▸ **What to do**: In full and without change, return each entry.

▸ **Given entries**:
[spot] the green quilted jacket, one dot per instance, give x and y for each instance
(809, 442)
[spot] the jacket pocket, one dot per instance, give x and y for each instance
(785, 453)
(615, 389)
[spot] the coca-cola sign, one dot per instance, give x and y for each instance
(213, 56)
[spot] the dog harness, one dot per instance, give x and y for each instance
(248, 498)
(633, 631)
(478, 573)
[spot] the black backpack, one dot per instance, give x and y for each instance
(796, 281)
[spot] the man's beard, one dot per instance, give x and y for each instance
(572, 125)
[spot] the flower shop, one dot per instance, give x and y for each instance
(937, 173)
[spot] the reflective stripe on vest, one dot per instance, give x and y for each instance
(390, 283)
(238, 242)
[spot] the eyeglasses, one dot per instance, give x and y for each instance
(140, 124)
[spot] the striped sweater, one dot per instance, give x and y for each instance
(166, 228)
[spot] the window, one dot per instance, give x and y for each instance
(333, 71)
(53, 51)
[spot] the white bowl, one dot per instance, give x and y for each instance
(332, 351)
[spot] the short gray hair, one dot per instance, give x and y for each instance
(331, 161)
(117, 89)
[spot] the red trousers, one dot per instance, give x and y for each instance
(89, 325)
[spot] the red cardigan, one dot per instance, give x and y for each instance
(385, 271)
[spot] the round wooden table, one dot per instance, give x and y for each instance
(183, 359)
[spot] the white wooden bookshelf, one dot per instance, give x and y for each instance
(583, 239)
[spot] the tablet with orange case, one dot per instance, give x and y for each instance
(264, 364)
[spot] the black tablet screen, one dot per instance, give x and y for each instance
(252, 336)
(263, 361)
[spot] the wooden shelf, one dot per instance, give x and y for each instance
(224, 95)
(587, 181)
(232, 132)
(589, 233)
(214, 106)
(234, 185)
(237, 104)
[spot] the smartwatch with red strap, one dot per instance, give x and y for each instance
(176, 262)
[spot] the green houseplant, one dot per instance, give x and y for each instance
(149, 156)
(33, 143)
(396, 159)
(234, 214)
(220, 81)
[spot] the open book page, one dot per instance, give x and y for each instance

▸ **Reply to the task**:
[spot] the green quilted jacket, one dot per instance, give x and y for each instance
(809, 442)
[spot] the jacket pocket, one dot per instance, give x and y for each instance
(785, 453)
(615, 389)
[spot] the coca-cola sign, one dot per instance, give x and y for each instance
(213, 56)
[spot] the dog harness, one dot per instance, give x and y for each instance
(248, 498)
(633, 631)
(478, 573)
[spot] the black backpack, one dot per instance, give x and y for each instance
(796, 281)
[spot] the man's beard, one dot per instance, give x and y for each instance
(572, 125)
[spot] the flower shop, one dot per instance, give x and y for each instance
(937, 173)
[spot] the reflective stripe on vest, one dot per instance, give x and y for each instance
(390, 283)
(238, 242)
[spot] the eyeglasses, one dot per instance, give x and y for each instance
(140, 124)
[spot] the striped sweater, one dot per instance, give x and y for each instance
(166, 228)
[spot] the window, one dot per instance, give x and y for each instance
(333, 71)
(53, 51)
[spot] the white bowl, one dot per instance, give x and y for each instance
(332, 351)
[spot] the short gray hair, one dot per instance, give x and y for each instance
(331, 161)
(117, 89)
[spot] the red trousers, one dot per instance, give x and y for each instance
(89, 325)
[spot] the red cardigan, one dot per instance, give x and y for each instance
(385, 271)
[spot] the round wooden table, one dot per instance, give x and y for each instance
(183, 359)
[spot] the white wooden bookshelf, one dot per instance, give x and y for each instance
(583, 239)
[spot] the tablet with orange case, one dot per instance, give x and y for each instance
(264, 364)
[spot] the black tablet screen, one dot per instance, give x and y for each instance
(252, 336)
(263, 361)
[spot] the wooden shelf, one dot per instance, give x and y for each instance
(224, 95)
(587, 181)
(232, 132)
(589, 233)
(214, 106)
(234, 185)
(237, 104)
[spot] the smartwatch with red strap, one dot per instance, give x and y for each instance
(176, 262)
[spot] the green houseplant, one dot per instance, give x and y for each instance
(149, 156)
(33, 143)
(396, 159)
(234, 214)
(220, 81)
[spot] the open book page, one dot per instance, give x and y for each instance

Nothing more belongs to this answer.